# Start of Source extract

Sunday, August 9, 2015

Cultural and Social Critique in Quotes

We had fed the heart fantasy,
The heart's grown brutal from the fare.

--- W.B. Yeats from The Stare's Nest By My Window

Now the death of God combined with the perfection of the image has brought us to a whole new state of expectation. We are the image. We are the viewer and the viewed. There is no other distracting presence. And that image has all the Godly powers. It kills at will. Kills effortlessly. Kill beautifully. It dispenses morality. Judges endlessly. The electronic image is man as God and the ritual involved leads us not to a mysterious Holy Trinity but back to ourselves. In the absence of a clear understanding that we are now the only source, these images cannot help but return to the expression of magic and fear proper to idolatrous societies. This in turn facilitates the use of electronic image as propaganda by whoever can control some part of it.

# End of Source extract

__Instruction 1__
Copy the records again, from their first line through the line containing "[122,286,175,391]", with both of those lines included. Keep the requests as they are, and multiply every bounding-box coordinate in the answers by 0.8, rounding to whole numbers with halves rounded up.
__Instruction 2__
Carry on the quotation post on cultural and social critique, starting right after its final sentence.

# Start of Given data

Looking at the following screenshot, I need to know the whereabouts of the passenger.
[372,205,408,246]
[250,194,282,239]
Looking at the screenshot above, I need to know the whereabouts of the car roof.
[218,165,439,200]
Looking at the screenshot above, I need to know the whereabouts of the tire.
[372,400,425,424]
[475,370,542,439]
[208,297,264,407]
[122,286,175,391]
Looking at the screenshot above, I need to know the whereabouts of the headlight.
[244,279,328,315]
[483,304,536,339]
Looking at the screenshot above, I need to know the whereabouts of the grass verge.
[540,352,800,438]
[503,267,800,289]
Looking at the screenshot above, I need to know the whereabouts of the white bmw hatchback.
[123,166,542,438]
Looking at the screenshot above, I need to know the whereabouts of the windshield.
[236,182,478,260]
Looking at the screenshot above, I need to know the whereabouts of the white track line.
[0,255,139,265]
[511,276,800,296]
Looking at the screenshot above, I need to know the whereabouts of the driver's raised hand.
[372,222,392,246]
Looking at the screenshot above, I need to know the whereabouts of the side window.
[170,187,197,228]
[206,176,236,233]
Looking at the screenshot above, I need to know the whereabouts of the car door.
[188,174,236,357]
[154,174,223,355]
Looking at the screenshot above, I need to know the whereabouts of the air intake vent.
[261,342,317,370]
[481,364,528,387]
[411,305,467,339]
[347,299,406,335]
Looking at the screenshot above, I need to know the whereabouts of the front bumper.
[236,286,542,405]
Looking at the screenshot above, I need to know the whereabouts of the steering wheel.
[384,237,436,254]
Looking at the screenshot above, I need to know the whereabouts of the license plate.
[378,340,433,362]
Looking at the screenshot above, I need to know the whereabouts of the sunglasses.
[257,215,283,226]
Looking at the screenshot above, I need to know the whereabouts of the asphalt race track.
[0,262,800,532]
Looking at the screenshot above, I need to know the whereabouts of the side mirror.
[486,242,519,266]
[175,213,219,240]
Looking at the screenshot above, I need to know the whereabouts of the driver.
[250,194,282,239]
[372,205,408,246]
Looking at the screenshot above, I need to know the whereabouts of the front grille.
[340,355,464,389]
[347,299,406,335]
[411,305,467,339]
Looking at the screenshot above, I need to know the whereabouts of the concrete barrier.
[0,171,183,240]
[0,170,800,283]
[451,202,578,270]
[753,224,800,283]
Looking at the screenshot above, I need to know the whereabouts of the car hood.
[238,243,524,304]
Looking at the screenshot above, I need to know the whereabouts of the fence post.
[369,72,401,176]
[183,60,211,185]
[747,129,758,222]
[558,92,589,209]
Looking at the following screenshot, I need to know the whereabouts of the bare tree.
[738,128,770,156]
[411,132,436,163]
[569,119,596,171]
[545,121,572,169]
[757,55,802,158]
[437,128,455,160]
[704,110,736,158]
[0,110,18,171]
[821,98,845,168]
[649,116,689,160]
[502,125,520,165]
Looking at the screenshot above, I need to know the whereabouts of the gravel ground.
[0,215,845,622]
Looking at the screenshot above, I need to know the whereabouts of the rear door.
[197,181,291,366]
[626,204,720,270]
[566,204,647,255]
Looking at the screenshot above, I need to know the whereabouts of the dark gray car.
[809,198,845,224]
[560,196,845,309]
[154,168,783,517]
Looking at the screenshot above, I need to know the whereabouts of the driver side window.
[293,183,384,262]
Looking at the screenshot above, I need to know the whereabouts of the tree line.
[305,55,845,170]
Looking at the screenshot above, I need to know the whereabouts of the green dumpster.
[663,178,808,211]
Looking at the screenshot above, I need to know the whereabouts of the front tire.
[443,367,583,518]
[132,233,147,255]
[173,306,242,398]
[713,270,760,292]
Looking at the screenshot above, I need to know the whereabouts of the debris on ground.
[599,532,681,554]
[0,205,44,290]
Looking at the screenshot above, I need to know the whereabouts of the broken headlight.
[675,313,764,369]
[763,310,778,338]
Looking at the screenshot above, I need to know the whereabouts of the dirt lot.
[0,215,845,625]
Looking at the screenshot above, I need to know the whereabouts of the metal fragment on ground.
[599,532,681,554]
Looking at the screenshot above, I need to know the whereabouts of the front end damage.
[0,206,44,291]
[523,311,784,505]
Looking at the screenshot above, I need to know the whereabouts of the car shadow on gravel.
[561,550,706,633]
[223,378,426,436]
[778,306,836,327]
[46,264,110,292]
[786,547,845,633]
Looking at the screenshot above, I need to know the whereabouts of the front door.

# End of Given data

__Exercise response 1__
Looking at the following screenshot, I need to know the whereabouts of the passenger.
[298,164,326,197]
[200,155,226,191]
Looking at the screenshot above, I need to know the whereabouts of the car roof.
[174,132,351,160]
Looking at the screenshot above, I need to know the whereabouts of the tire.
[298,320,340,339]
[380,296,434,351]
[166,238,211,326]
[98,229,140,313]

__Exercise response 2__
 ---John Ralston Saul, Voltaire's Bastards, 460

We risk being the first people in history to have been able to make their illusions so vivid, so persuasive, so "realistic" that they can live in them. We are the most illusioned people on earth. Yet we dare not become disillusioned, because our illusions are the very house in which we live; they are our news, our heroes, our adventure, our forms of art, our very experience. . . an image is something we have a claim on. It must serve our purposes. Images are means. If a corporation's image of itself or a man's image of himself is not useful, it is discarded. Another may fit better. The image is made to order, tailored to us. An ideal, on the other hand, has a claim on us. It does not serve us; we serve it. If we have trouble striving towards it, we assume the matter is with us, and not with the ideal.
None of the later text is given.